**GIVEN EXERCISE**
Rescale only the lines running from the one containing "target | bronco front grille" through the end of the records, both included. Write those lines out again with their requests, multiplying every point coordinate in the answers by 2.5 and rounding to whole numbers, with halves rounded up.

## START DATA SECTION

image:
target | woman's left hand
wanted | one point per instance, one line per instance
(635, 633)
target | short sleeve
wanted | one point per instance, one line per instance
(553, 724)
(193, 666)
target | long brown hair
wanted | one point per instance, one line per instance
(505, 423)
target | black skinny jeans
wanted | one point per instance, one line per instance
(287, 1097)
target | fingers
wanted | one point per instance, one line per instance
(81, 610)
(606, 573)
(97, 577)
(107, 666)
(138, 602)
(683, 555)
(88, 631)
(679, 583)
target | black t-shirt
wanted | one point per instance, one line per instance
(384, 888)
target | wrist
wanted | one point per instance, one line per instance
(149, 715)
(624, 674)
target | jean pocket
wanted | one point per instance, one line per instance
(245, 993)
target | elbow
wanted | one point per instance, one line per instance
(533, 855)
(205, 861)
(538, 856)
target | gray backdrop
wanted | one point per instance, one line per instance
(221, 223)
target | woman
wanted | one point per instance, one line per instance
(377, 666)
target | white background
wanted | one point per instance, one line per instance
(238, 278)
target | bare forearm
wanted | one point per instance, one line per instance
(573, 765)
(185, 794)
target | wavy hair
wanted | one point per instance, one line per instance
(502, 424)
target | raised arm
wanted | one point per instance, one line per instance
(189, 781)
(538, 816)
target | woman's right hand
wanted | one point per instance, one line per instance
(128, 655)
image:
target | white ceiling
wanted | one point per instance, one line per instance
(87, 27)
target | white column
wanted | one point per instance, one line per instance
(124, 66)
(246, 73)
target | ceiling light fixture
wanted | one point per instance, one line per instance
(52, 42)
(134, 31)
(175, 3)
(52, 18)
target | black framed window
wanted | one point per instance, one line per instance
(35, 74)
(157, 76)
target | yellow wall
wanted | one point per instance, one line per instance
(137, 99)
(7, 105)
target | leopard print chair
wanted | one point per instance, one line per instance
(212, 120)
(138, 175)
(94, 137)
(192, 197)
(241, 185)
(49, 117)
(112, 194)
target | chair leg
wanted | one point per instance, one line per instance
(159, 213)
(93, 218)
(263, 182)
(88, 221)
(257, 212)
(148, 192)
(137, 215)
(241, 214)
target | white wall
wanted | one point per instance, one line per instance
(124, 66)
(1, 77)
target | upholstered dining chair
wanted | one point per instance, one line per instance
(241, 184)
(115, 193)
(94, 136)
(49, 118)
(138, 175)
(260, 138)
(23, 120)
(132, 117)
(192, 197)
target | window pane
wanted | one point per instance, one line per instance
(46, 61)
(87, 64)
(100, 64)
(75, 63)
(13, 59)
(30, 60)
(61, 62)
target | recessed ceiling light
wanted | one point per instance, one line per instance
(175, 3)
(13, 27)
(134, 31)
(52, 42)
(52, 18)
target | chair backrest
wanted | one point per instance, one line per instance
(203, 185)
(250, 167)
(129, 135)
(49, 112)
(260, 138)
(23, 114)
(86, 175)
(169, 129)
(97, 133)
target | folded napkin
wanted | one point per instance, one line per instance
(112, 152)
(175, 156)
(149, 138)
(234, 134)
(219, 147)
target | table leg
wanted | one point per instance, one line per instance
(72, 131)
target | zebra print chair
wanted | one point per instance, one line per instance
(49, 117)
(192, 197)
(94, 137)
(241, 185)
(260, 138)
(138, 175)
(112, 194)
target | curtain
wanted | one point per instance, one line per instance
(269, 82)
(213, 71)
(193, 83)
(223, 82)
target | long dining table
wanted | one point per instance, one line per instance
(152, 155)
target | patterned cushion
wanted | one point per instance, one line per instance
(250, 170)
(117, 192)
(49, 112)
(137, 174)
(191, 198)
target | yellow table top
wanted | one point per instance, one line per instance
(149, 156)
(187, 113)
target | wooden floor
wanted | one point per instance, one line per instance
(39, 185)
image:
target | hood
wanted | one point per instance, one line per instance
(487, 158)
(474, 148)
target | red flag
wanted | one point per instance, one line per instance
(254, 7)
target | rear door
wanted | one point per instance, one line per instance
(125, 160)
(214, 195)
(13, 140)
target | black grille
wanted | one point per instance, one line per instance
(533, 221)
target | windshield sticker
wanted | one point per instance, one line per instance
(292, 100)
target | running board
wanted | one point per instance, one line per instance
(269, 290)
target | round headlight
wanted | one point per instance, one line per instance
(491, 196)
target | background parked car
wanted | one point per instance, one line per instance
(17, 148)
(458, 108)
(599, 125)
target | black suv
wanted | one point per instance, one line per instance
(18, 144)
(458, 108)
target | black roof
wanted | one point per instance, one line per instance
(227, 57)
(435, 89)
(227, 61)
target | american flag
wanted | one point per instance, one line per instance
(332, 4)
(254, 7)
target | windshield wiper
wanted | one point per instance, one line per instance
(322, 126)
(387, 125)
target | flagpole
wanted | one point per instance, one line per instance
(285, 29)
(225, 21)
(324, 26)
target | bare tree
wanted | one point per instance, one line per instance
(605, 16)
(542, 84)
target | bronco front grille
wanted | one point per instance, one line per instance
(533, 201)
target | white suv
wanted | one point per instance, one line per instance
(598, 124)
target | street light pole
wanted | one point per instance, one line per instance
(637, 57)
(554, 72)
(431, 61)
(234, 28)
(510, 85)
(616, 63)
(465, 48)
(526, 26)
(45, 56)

## END DATA SECTION

**ANSWER BELOW**
target | bronco front grille
wanted | one point per instance, one line per instance
(1333, 503)
target | white suv
wanted | one point per instance, one line per instance
(1495, 310)
target | street light pole
wanted | one point per instance, one line per instance
(1593, 143)
(1385, 180)
(1078, 153)
(585, 70)
(1275, 213)
(1540, 158)
(1163, 120)
(1315, 65)
(113, 140)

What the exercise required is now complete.